- _Raw data_
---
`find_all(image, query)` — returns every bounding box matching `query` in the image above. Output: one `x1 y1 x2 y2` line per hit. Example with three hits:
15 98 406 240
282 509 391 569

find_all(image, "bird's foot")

- _WHAT IS REQUIRED_
Quote the data above in full, reproducing each line character for character.

- _EXERCISE RESULT_
---
`find_all(image, query)` — returns every bounding box matching `query` in the image above. Output: one `x1 y1 x2 y2` line per hit. Example with three hits:
15 98 406 240
282 509 391 569

find_all(image, "bird's foot")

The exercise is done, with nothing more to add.